## Written problem
Copy the entries below word for word, starting at the line with "gate in the photo above." and ending at the line with "(1206, 471)", both included. Omit the pictures.

## Pointing entries
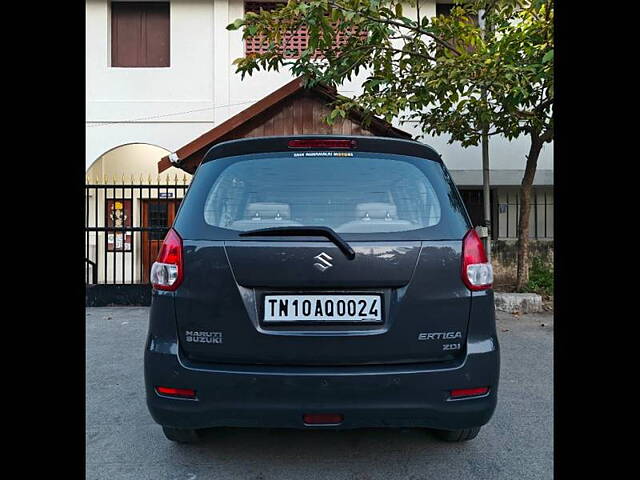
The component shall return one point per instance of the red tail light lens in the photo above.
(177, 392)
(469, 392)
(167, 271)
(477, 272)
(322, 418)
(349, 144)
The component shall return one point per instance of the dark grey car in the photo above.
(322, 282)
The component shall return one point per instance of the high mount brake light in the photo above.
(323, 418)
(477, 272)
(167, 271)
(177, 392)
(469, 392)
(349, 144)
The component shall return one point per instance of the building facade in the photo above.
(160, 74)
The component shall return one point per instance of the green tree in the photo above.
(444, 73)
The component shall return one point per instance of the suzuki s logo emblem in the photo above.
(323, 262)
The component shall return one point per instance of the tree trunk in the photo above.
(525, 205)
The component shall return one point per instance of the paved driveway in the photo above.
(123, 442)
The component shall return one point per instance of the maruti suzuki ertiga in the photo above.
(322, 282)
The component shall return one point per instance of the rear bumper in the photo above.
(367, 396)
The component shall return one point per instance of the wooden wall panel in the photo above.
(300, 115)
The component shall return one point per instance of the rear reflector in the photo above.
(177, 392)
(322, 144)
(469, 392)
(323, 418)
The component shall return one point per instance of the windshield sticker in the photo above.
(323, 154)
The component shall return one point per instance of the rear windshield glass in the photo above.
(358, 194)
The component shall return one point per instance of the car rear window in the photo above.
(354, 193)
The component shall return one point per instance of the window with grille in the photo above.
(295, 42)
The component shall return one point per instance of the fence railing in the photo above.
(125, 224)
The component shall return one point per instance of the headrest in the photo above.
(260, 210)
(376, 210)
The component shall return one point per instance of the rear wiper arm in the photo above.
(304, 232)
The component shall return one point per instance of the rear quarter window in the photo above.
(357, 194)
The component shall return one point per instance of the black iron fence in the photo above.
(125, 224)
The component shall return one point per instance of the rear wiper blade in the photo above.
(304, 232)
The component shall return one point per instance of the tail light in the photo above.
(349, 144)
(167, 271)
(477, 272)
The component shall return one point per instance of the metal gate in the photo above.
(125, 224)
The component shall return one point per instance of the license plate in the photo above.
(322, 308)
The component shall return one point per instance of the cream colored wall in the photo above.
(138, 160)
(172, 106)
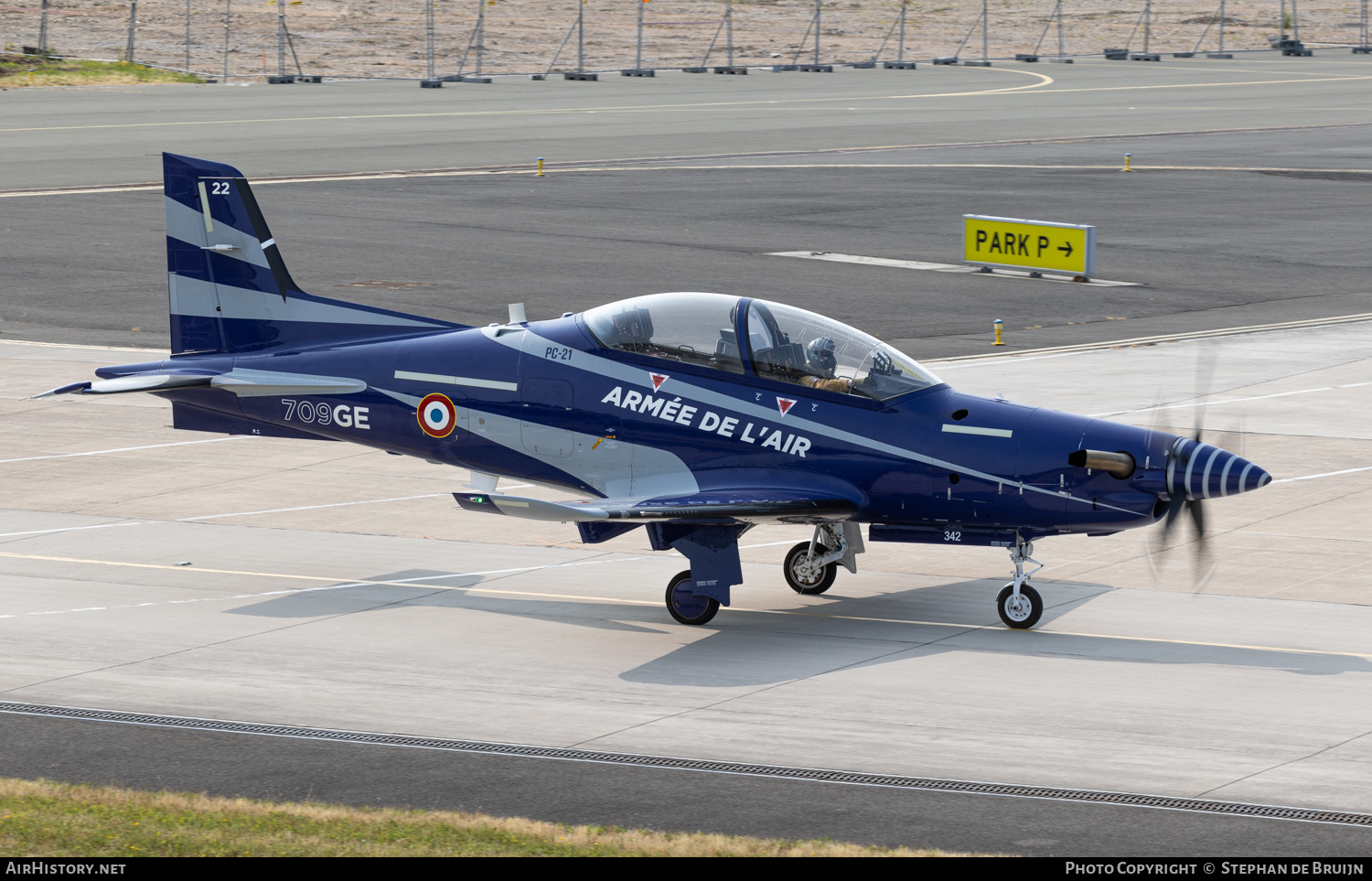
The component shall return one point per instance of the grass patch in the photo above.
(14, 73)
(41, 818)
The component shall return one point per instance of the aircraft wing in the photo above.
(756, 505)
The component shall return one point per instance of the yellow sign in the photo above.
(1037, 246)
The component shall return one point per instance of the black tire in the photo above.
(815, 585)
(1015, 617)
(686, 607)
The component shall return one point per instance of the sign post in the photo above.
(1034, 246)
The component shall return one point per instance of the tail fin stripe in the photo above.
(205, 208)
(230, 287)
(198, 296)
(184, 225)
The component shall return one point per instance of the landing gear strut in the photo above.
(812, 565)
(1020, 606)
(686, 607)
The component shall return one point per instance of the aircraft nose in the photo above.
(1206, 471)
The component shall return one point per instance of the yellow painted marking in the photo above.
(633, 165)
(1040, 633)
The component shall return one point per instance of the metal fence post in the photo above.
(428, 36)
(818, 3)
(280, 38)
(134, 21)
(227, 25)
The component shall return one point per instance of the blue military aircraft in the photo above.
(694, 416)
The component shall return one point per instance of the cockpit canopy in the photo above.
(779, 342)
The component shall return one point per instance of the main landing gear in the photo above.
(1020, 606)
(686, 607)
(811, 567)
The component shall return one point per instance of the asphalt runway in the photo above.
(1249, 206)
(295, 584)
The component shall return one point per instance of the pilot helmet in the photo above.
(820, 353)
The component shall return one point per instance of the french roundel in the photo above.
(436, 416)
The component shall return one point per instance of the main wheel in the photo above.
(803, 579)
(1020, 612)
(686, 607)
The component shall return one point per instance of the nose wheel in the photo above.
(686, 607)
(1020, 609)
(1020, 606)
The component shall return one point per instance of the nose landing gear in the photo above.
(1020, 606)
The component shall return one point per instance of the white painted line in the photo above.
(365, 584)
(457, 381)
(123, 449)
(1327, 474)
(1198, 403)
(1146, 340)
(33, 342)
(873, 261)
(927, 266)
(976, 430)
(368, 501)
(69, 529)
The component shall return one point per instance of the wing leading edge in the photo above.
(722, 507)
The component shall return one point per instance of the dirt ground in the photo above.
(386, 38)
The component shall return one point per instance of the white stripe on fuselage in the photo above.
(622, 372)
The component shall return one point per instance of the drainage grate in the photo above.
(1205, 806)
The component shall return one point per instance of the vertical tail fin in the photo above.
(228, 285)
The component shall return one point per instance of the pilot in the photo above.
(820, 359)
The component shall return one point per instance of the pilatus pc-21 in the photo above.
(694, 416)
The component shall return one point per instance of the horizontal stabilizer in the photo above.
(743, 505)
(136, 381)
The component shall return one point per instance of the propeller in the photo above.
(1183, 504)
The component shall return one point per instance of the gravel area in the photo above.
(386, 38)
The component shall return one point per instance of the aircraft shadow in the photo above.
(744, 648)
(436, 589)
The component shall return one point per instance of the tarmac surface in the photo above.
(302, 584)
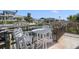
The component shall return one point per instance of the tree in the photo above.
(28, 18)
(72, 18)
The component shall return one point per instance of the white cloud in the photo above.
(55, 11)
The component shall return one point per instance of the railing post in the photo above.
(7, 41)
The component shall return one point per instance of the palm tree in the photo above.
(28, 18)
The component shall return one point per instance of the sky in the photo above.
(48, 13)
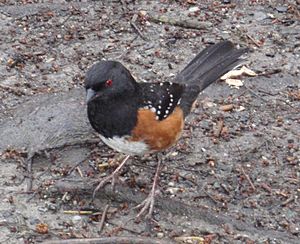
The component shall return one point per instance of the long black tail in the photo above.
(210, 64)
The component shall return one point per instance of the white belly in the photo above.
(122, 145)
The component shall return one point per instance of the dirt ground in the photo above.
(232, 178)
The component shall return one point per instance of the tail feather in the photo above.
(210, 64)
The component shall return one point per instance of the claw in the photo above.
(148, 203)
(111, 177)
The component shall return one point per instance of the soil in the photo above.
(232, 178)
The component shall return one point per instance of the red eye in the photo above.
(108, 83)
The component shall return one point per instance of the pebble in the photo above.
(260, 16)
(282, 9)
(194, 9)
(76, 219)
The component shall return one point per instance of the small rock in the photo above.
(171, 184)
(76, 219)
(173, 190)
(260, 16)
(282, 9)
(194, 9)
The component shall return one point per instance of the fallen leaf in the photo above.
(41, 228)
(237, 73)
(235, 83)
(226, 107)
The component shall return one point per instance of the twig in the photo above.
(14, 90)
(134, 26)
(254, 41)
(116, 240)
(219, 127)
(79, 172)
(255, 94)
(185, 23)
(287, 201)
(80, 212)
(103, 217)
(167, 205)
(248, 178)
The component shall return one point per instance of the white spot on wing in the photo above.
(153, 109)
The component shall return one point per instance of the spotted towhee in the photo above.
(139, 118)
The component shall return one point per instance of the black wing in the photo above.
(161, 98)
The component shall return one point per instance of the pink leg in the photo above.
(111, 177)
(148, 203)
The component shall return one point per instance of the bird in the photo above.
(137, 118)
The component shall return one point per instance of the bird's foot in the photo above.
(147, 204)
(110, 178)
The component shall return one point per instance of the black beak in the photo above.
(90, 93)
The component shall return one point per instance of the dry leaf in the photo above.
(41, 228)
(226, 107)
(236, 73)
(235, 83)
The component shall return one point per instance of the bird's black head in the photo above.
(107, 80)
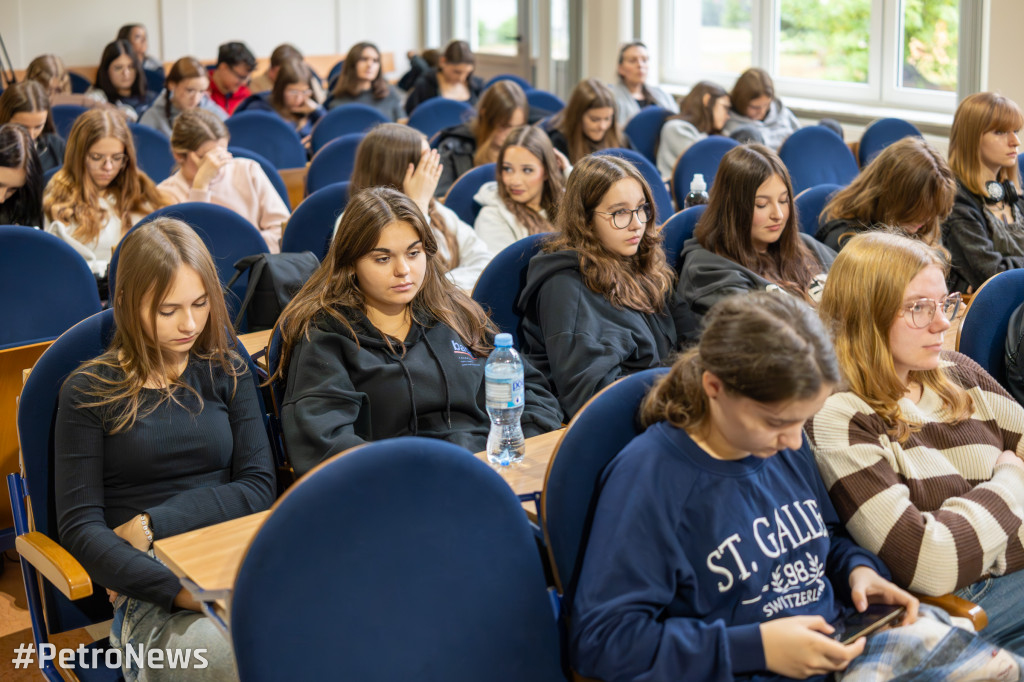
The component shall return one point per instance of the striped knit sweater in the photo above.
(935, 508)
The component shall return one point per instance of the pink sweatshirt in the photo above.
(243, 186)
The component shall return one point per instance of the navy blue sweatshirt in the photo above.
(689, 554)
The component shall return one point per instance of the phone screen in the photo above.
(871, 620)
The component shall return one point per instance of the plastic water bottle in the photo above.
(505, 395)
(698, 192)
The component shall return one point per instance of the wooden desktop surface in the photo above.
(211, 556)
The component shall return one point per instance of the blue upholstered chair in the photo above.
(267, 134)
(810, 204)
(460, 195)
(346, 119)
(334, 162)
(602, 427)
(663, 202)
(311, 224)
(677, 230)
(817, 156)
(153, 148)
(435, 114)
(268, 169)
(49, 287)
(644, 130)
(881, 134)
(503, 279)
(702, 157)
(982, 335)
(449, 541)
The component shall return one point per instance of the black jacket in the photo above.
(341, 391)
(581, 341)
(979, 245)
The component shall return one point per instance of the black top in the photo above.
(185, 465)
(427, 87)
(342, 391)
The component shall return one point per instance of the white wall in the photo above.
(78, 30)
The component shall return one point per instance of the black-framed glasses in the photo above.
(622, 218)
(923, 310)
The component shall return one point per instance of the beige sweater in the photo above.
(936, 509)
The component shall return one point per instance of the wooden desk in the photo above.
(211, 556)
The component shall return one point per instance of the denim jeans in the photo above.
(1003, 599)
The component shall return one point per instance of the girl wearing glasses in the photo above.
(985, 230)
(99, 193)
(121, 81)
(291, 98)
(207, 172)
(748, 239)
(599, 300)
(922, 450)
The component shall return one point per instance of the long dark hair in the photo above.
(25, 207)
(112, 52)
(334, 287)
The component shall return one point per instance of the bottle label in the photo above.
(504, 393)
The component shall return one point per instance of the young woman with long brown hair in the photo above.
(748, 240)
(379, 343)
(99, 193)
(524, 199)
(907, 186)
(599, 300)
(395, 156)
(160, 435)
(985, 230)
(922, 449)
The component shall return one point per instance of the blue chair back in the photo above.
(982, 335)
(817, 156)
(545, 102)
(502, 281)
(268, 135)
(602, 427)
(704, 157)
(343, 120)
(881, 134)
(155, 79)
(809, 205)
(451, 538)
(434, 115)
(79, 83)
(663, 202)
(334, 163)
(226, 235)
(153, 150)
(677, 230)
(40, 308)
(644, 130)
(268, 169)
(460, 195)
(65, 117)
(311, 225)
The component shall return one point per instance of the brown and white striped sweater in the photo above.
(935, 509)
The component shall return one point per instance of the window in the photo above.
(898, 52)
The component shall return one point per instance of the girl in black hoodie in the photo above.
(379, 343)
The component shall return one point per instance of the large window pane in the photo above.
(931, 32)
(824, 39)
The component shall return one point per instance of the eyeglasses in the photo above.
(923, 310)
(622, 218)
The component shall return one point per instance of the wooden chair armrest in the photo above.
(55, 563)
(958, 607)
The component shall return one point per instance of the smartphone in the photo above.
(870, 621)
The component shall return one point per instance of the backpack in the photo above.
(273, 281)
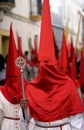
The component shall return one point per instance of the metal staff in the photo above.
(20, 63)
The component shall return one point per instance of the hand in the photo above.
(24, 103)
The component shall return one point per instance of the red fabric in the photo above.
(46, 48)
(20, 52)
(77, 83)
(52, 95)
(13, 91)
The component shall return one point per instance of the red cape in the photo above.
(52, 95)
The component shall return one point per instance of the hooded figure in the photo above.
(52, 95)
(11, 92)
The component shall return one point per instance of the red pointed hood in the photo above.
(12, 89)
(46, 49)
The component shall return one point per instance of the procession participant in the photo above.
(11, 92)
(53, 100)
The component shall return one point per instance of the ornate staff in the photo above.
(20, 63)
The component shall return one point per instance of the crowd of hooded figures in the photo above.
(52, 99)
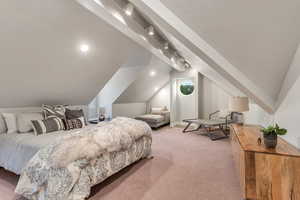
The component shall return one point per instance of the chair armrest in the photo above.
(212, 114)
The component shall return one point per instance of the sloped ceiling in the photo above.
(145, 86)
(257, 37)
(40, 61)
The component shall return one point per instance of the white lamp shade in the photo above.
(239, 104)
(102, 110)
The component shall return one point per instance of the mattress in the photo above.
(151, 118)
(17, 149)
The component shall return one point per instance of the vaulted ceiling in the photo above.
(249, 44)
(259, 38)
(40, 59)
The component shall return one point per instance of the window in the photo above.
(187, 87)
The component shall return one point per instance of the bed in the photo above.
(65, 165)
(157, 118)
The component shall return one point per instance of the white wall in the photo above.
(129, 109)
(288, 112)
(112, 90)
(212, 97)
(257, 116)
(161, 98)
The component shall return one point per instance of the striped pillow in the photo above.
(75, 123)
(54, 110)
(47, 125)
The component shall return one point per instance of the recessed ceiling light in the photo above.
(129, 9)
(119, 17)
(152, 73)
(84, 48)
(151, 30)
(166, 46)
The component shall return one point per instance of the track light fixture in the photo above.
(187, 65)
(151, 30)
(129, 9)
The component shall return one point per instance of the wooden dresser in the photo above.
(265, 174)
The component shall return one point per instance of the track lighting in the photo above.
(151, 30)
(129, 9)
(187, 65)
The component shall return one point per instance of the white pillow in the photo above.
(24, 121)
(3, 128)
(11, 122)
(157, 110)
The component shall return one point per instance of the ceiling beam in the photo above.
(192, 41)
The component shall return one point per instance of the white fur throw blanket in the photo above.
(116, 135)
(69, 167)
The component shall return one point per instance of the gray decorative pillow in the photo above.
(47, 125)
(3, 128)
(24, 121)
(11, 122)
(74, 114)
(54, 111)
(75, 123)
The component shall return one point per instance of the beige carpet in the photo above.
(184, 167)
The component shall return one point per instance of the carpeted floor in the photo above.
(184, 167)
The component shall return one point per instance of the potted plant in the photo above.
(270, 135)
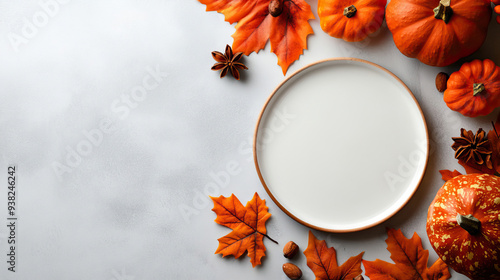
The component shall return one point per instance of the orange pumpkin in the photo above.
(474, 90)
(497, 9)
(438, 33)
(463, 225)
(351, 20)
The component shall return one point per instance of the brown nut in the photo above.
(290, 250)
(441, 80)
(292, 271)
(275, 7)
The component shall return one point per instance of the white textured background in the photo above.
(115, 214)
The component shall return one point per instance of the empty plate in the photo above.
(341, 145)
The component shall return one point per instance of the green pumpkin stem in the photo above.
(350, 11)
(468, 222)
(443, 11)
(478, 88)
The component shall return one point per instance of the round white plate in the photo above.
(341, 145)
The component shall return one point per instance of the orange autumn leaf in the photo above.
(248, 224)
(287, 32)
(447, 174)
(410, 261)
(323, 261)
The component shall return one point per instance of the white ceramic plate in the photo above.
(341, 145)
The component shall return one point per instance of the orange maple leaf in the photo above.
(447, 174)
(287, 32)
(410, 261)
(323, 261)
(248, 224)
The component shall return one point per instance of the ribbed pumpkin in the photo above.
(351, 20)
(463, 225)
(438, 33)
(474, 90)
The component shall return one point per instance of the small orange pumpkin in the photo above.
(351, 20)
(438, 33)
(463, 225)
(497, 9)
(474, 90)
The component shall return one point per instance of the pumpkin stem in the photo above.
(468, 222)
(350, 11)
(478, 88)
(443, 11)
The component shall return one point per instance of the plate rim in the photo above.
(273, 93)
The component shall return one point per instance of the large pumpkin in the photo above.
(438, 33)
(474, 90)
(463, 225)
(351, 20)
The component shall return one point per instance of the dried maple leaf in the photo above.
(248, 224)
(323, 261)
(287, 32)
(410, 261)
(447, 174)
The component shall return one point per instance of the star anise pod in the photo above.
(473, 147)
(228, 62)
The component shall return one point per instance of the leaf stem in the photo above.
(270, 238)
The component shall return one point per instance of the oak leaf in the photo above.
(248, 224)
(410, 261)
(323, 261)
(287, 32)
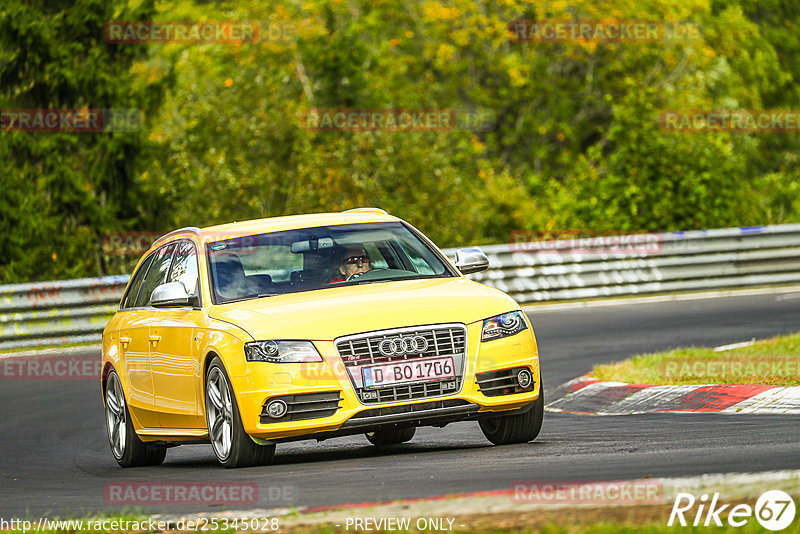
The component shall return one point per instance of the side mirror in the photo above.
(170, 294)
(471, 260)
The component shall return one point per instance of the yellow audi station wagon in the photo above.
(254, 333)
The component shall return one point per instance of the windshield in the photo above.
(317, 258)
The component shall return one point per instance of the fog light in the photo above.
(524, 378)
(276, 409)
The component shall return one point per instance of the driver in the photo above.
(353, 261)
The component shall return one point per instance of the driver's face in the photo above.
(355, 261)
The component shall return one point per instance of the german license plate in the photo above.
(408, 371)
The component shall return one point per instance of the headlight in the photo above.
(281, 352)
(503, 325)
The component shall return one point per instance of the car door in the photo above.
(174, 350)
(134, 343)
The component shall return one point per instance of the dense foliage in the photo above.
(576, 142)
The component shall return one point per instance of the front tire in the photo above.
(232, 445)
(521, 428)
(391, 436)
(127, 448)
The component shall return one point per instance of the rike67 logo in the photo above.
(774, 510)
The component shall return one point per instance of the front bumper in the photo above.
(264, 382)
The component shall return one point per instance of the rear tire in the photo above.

## The result
The component shall return one point per instance of the metal gate in the photo above.
(125, 224)
The component shall return one point per instance of the license plate in the photo above.
(322, 308)
The component shall return one point per instance of the cream colored wall in the photo above.
(138, 160)
(172, 106)
The component shall return one point per instance of the grass patch in the photo above.
(14, 73)
(41, 818)
The component shall return one point per instance of the aircraft wing in the photo above.
(756, 505)
The component shall return one point per instance of the yellow sign in the photo above.
(1037, 246)
The component shall return one point per instance of the black tire in the photo above.
(815, 585)
(1015, 617)
(686, 607)
The component shall return one point per instance of the sign post in the photo above.
(1034, 246)
The component shall return one point per instance of the tail fin stripe in the photo above.
(205, 208)
(230, 287)
(198, 296)
(184, 225)
The component shall return one point per instance of the landing gear strut in the photo above.
(812, 565)
(1020, 606)
(686, 607)
The component shall return one point per instance of the aircraft nose in the photo above.
(1206, 471)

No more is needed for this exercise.